## Tarefas:
1) Responda com base no texto sobre o governo Bolsonaro:
(a) Quem é o chefe da Casa Civil?
(b) Qual ministério Onyx Lorenzoni comanda?
(c) A China responde por cerca de quanto do superávit comercial brasileiro?
2) Repita sem alterações o trecho do texto sobre o governo Bolsonaro que começa em "Há pouco tempo, numa" e termina em "é quem comanda.".

## Texto para leitura:
════════════════════
O presidente não gosta de ver seu pessoal se relacionar com adversários (acha que é traição), mas Mandetta acaba de firmar convênios com Dória.

Pois é, talvez aquela história tão difundida de que o chefe do Governo, de fato, seja o general Braga Netto, chefe da Casa Civil, possa ter fundamento, não parece? O que se comentou fartamente é que Braga Netto é hoje um primeiro-ministro, restando a Bolsonaro o papel de Rainho da Inglaterra, que preside mas não governa, tem os filhos ao lado e não tira a Corona da cabeça.

Claro, claro...

Relembremos os fatos: a CNN telefonou para o deputado Osmar Terra, ele atendeu, pediu licença para atender outro telefone, esqueceu de desligar. A CNN ouviu e gravou toda a conversa de Osmar com Onyx Lorenzoni, o ministro da Cidadania de Bolsonaro. Na conversa, observam parlamentares que o conhecem bem, Terra foi mais polido do que o habitual. E Onyx se queixou de Bolsonaro, que depois de falar várias vezes em demitir Mandetta não apenas não o demitiu, como não conseguiu sequer fazê-lo mudar a linha de atuação. Onyx disse que, se fosse o presidente, não teria dúvidas em cortar a cabeça de Mandetta. Que é que Bolsonaro deve pensar da conversa?

...sem dúvida...

Digamos que a CNN teve a sorte danada de ligar para Osmar Terra bem na hora em que ele receberia a ligação de Onyx. Teve também a sorte de ele ter esquecido de desligar o celular. Mais sorte ainda, de ele ter conversado com Onyx no viva-voz (do contrário, teriam gravado só a parte de Terra). Já Terra teve a sorte de não dizer nada que o comprometesse e de ser bem mais polido que o habitual. Onyx não teve a mesma sorte de Terra e se queixou do presidente em conversa gravada. Ah, as coisas que acontecem por acaso!

...alguma

Há pouco tempo, numa reacomodação ministerial, Bolsonaro colocou Onyx no lugar de Terra. Mas ambos continuaram amigos, como fica claro no telefonema gravado. É verdade. Um é muito amigo. O outro, muy amigo.

O amanhã

Um fato está claro: depois de dezenas de anos de amizade, Bolsonaro e Mandetta já não falam a mesma língua. Num governo normal, Mandetta seria demitido, por não seguir a linha do presidente. Não é questão de estar certo ou errado: quem foi eleito e define o caminho a seguir é o presidente. O fato de Mandetta continuar no governo, seguindo a sua linha, que o presidente diz que é absurda, é outra indicação de que Bolsonaro não é quem comanda.

Negócios da China

A China é hoje o maior parceiro comercial do Brasil, responde por algo como 80% do superávit comercial brasileiro, tem feito investimentos aqui e, hoje, tem papel estratégico no fornecimento de material de saúde para a luta contra a pandemia. Vem o filho do presidente, Eduardo Bolsonaro, e faz dura crítica aos chineses. Como observou com clareza o vice-presidente, general Mourão, se as críticas partissem de outro deputado não haveria problema. “O problema é o sobrenome. Se o sobrenome dele fosse Eduardo Bananinha não era problema nenhum”. Pouco depois, um dos queridinhos do presidente, o ministro da Educação, Abraham Weintraub, foi mais longe, falando mal dos chineses e ironizando sua maneira de falar. Por que o ministro da Educação foi se envolver numa questão de política externa, política econômica, política comercial, sem nada a ver com Educação? E não foi sequer advertido pelo presidente? A conclusão óbvia é que o filho do presidente e o queridinho do presidente seguiram a orientação do presidente. E, apesar de tudo, o ministro da Saúde solicita a compra de equipamento chinês, a ministra da Agricultura negocia com a China, governadores pedem auxílio a Pequim. É para pensar.
════════════════════
## Informações extraídas:
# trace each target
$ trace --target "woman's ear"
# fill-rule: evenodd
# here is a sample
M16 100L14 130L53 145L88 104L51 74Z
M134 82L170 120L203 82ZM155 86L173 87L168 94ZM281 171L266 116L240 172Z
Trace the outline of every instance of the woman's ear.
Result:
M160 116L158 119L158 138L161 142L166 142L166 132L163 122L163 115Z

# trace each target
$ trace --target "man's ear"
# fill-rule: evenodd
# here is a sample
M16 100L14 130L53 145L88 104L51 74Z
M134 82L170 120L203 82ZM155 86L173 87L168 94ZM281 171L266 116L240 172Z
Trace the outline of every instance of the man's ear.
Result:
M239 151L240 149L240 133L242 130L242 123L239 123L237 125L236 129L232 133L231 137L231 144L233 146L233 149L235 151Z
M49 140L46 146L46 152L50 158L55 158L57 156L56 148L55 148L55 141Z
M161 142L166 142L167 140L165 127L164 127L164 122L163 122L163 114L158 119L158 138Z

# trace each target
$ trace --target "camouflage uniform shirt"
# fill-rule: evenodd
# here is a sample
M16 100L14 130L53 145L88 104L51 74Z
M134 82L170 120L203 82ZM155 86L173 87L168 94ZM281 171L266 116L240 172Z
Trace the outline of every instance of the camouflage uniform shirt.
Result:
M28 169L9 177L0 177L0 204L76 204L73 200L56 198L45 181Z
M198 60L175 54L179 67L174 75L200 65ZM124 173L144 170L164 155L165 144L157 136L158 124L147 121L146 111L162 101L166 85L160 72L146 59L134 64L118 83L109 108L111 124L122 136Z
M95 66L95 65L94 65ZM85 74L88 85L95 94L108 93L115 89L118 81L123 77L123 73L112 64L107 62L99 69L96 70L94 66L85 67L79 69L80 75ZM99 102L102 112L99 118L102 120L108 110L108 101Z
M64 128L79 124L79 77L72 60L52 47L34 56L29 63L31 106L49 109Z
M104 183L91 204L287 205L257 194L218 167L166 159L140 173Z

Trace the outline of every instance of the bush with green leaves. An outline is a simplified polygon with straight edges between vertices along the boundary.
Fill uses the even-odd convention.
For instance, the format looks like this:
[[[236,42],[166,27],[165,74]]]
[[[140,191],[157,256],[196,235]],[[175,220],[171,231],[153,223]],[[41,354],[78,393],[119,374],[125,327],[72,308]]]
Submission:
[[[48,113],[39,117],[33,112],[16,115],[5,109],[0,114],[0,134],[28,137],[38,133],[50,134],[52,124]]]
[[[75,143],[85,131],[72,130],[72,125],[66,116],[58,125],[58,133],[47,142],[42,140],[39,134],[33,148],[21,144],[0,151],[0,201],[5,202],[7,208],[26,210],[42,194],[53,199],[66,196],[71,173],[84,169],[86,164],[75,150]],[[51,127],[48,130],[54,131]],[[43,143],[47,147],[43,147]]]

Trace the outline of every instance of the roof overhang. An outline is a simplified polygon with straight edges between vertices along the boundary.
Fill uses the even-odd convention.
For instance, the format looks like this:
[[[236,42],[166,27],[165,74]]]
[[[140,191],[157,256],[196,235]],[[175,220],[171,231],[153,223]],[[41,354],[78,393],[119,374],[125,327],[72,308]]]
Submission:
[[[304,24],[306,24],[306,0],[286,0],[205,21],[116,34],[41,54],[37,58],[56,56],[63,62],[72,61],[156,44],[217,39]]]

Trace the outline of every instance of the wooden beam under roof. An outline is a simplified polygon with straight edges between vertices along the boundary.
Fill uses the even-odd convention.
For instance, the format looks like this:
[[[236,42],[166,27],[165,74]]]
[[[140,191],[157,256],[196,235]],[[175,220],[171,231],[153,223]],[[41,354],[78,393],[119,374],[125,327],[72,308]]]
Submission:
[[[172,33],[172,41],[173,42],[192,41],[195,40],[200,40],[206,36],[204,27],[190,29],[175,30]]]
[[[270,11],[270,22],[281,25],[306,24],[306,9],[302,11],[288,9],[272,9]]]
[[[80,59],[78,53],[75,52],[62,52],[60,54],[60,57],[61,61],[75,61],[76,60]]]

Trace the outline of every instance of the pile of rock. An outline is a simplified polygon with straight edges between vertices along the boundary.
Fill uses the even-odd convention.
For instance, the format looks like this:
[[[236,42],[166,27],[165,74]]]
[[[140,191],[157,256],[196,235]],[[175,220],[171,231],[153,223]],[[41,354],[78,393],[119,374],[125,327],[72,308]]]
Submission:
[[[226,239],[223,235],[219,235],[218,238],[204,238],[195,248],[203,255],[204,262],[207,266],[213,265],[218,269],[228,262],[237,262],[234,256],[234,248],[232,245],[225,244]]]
════════════════════
## Respostas em ordem:
1)
(a) O general Braga Netto.
(b) O Ministério da Cidadania.
(c) Por algo como 80%.

2)
Há pouco tempo, numa reacomodação ministerial, Bolsonaro colocou Onyx no lugar de Terra. Mas ambos continuaram amigos, como fica claro no telefonema gravado. É verdade. Um é muito amigo. O outro, muy amigo.

O amanhã

Um fato está claro: depois de dezenas de anos de amizade, Bolsonaro e Mandetta já não falam a mesma língua. Num governo normal, Mandetta seria demitido, por não seguir a linha do presidente. Não é questão de estar certo ou errado: quem foi eleito e define o caminho a seguir é o presidente. O fato de Mandetta continuar no governo, seguindo a sua linha, que o presidente diz que é absurda, é outra indicação de que Bolsonaro não é quem comanda.